[Excerpted text]
────

18 In Memory Database


18 In Memory Database 2015

In memory database perform most of their operations on data stored in computer memory. Many products support hybrid modes where some data is stored in memory and other data stored on disk. For persistence data is usually written back to disk at some point, although this too is becoming faster as SSD is increasingly used. Performance is the big advantage of these databases, and as memory becomes cheaper and servers address a terabyte and more of memory, so in-memory databases will become more commonly used. SAP, IBM and Oracle all have in-memory databases and have not been explicitly listed below – they will mainly be of interest to larger organisations with investments in the respective technologies.

Aerospike open source, NoSQL database, is a clustered and distributed database optimized for reliable, high performance in-memory use. Its primary key focus delivers scalable and robust no-single-point-of-failure clustering. Rich APIs include mem- cached’s CAS interfaces, schemaless types, in-database operations like increment, synchronous secondary indexes, efficient very large lists and maps, and expressive APIs for languages like Node.js, Java, Scala, PHP, C, C#, Go, and more. By also supporting analytics queries, real-time MapReduce, and in-database computation with user-defined functions, Aerospike provides rich database primitives.

Its use of Flash and SSD technology brings Redis-like in-memory performance to persistent, large-scale datasets, while also supporting RAM datasets. Cloud integration provides Aerospike performance and robustness in high scale environments like Amazon EC2, Google Compute, Internap, GoGrid, and others.

Altibase provides two versions of its database technology – Altibase HDB (hybrid database) and Altibase XDB (Extreme In-Memory Database). Altibase HDB combines in-memory with on-disk processing and the option to operate exclusively in either mode, or as a hybrid. It supports stored procedures, triggers, record level locking, multi-version concurrency control and a variety of database connectivity standards (ODBC, JDBC .Net Provider, OLE DB, CLI). Compatible with all standard interfaces and programming languages (Java, C/C++, Precompiler, PHP, PERL, etc), and loaded with an abundance of tools and utilities for ease-of-use and enhanced productivity. Altibase XDB has been clocked at 1.5 million TPS and operates exclusively in-memory. It supports Direct Attach mode for extreme speed and Direct Call Interface for the highest speeds. A broad range of SQL standards are supported and is compatible with all standard interfaces and programming languages (Java, C/C++, Precompiler, PHP, PERL, etc). As with the HDB version it supports triggers, stored procedures, record level locking, and is ACID compliant.

EXASolution in-memory columnar database has repeatedly set the performance benchmark according to the TPC-H benchmarks. It also comes with a SQL interface, and provides SQL-based BI and data integration tools via EXASOL support for ODBC, JDBC, MDX, and ADO.net. There are many integration mechanisms, including support for programming languages (Java, R, Python, Lua), NoSQL technologies such as Hadoop, OLAP Cube technologies using MDX, SAP CRM integration, geospatial functions and a “Skyline” analytic function for multi-criterion decision making.

────

[Entries for bounding box labeling]
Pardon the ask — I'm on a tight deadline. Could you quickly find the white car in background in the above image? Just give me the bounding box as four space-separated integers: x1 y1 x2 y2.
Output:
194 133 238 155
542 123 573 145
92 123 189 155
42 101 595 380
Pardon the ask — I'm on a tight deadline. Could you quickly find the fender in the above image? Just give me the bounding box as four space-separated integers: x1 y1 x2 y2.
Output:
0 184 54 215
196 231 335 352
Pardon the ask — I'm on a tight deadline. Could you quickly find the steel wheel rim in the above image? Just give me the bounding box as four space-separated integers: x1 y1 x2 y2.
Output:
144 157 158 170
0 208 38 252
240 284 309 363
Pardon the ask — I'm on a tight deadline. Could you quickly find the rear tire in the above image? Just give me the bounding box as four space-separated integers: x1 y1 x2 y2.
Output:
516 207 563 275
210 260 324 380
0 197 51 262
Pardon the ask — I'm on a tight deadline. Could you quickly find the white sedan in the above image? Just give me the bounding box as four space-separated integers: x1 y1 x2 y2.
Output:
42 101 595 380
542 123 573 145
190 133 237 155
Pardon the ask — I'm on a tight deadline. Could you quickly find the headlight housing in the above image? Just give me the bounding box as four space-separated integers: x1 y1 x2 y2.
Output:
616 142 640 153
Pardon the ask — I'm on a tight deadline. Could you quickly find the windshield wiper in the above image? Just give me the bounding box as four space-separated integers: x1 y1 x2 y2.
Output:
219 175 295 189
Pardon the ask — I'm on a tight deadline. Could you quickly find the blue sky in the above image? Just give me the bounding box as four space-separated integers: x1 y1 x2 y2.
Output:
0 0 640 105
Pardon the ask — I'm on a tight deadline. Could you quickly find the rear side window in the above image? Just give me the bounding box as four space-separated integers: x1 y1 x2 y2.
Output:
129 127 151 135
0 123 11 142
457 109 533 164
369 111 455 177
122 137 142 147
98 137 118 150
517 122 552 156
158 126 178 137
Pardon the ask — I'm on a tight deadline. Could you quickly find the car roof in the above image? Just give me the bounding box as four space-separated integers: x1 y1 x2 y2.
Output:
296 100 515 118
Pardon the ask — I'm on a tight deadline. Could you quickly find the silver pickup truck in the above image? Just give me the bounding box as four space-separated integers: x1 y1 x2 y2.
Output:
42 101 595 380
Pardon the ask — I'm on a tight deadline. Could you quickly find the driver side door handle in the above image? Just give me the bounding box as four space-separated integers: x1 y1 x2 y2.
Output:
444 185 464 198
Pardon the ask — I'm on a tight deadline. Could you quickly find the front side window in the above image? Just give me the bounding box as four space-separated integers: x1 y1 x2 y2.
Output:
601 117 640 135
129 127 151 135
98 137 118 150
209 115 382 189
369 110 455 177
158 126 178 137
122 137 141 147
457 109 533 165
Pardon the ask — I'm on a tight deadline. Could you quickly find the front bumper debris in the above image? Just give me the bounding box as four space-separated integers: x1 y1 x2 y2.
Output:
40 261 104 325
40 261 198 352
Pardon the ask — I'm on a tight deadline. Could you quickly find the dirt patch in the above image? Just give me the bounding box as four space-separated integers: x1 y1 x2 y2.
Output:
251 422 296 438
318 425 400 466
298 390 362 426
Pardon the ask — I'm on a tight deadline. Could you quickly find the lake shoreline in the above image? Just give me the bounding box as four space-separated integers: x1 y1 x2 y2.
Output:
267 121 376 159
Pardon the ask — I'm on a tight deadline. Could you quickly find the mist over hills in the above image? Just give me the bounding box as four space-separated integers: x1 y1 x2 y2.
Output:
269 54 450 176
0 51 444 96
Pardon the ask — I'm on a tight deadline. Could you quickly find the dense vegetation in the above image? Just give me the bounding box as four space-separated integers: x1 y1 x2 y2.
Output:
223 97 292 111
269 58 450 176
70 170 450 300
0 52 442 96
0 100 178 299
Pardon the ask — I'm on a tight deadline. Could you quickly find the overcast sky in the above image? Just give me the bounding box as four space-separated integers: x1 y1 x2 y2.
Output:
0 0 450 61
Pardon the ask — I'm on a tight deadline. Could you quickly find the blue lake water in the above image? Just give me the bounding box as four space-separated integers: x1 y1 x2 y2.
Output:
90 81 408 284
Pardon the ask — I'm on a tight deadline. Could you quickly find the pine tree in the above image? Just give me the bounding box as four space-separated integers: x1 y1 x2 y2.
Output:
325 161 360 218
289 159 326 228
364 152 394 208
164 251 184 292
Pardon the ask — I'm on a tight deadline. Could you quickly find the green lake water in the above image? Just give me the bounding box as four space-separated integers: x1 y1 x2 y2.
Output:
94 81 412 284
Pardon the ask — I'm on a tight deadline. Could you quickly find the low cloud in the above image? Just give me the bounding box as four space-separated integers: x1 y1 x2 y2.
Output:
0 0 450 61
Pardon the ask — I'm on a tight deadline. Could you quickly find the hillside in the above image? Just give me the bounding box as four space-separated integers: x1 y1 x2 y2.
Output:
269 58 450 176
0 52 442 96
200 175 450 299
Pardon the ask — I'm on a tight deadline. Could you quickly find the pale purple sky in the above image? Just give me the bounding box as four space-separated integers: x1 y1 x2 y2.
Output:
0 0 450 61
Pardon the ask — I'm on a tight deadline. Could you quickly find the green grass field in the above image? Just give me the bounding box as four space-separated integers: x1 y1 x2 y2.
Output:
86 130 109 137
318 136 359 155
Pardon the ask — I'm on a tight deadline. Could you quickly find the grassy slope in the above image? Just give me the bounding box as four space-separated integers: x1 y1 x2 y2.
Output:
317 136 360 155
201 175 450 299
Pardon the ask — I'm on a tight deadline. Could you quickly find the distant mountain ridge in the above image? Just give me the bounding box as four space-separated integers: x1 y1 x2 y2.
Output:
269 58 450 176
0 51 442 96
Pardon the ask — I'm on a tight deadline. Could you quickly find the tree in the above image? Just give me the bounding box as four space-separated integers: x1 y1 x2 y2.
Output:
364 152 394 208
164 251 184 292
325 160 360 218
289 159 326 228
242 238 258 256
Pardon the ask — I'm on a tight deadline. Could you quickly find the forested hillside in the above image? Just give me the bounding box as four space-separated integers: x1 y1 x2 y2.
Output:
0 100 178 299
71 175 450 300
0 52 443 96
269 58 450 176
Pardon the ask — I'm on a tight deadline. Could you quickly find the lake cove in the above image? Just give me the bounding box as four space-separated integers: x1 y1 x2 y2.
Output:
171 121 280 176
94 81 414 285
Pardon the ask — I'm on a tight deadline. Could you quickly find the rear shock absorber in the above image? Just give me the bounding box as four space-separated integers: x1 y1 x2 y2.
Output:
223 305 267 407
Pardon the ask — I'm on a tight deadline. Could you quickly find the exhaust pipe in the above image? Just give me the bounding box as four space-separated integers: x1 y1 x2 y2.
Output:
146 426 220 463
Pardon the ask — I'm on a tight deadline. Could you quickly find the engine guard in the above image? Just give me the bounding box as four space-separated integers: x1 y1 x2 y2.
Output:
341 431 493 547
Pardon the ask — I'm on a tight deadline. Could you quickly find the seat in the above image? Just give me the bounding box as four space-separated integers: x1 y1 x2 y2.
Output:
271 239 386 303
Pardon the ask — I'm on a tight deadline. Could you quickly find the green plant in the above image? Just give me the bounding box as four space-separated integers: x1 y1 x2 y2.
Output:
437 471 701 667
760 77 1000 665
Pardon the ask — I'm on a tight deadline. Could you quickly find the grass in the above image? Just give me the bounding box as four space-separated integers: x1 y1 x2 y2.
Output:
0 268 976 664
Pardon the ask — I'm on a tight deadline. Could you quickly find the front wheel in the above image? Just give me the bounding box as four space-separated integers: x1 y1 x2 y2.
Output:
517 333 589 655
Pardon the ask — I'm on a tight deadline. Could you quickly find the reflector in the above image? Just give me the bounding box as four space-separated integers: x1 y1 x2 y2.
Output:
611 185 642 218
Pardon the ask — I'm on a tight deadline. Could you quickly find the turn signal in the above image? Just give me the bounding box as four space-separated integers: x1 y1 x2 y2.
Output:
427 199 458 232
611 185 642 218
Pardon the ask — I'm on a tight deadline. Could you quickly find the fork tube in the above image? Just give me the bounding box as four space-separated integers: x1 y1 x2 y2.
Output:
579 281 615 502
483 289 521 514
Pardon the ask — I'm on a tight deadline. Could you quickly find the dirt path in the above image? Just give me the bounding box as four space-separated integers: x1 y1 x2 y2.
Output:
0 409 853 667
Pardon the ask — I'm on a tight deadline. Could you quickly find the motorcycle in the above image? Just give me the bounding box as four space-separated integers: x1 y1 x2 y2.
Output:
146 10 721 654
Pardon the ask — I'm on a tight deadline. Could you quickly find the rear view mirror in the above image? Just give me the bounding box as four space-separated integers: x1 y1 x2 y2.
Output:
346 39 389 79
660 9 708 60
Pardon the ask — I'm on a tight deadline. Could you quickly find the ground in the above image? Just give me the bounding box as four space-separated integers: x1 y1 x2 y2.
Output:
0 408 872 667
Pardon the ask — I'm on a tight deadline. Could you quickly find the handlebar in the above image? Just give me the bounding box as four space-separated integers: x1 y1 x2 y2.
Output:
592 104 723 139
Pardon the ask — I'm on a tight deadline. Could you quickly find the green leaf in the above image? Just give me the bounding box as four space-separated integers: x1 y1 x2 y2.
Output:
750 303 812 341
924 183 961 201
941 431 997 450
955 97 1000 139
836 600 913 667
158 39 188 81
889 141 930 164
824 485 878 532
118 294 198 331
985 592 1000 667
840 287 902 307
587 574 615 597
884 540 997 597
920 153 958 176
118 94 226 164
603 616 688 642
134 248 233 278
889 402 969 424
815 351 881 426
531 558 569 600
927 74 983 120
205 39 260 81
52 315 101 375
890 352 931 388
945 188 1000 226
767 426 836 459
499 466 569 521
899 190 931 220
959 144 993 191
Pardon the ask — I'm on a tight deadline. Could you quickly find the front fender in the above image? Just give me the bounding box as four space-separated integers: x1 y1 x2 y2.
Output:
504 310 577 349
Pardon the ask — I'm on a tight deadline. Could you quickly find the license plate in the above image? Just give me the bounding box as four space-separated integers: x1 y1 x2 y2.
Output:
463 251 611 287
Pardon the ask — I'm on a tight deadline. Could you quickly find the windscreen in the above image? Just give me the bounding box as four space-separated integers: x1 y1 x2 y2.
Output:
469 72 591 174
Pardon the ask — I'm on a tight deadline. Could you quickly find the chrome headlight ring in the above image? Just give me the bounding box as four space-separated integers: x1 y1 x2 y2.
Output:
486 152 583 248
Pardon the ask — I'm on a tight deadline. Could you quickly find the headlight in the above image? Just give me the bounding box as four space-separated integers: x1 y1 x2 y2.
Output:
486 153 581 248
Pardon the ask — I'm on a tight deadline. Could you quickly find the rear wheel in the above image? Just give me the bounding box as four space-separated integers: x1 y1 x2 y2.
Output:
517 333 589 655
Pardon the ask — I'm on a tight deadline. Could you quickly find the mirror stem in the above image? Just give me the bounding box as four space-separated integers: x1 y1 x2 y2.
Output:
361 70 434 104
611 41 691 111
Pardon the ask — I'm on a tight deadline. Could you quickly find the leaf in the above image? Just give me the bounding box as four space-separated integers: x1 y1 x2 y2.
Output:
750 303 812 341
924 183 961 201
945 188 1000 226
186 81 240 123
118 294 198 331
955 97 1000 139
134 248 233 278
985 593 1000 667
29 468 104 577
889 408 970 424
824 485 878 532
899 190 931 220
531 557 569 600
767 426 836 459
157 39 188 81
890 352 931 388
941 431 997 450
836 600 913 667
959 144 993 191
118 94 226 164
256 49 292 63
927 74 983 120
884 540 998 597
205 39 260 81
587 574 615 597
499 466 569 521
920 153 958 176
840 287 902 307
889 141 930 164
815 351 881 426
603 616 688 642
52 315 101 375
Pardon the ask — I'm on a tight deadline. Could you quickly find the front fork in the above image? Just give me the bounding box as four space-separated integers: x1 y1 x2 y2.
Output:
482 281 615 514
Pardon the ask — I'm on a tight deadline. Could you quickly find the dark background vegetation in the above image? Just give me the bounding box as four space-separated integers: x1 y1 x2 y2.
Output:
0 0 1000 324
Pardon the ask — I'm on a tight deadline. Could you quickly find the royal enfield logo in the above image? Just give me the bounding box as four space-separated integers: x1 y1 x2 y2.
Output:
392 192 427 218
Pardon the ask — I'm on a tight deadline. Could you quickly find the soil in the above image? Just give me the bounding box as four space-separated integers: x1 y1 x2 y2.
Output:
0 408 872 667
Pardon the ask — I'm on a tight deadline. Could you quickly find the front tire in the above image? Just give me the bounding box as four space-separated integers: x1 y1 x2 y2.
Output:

────

[Actions to take]
• A. In the in-memory database overview, what transaction rate has Altibase XDB been clocked at?
• B. Resume the in-memory database overview, picking up right after its final sentence.

[Per-task outputs]
• A. 1.5 million TPS

• B.
eXtremeDB in-Memory Database System embedded database is McObject’s core product: a fast database management system, designed for performance, with a strict memory-based architecture and direct data manipulation. Storing and manipulating data in exactly the form used by the application removes overheads associated with caching and translation. Typical read and write accesses are at the level of a few microseconds, or less. The engine is reentrant, allowing for multiple execution threads, with transactions supporting the ACID properties, assuring transaction and data integrity. It comes in several flavours including:

  • eXtremeDB In-Memory Database System – for real-time applications with small footprint. Ideal for embedding in to equipment such as set top boxes, telecom equipment etc.
  • eXtremeDB Fusion combines on-disk and in-memory data storage in a single embedded database system, so developers can optimize applications for speed and persistence, while adopting the most cost-effective and physical space-conserving data storage.
  • eXtremeDB Financial Edition meets the demanding performance and reliability needs of capital markets systems (algorithmic trading, risk management, etc.). Specialized features include columnar data layout, to accelerate management of time series data (market data); a library of vector-based statistical functions; and GUI-based performance monitoring provided as an application programming interface (API).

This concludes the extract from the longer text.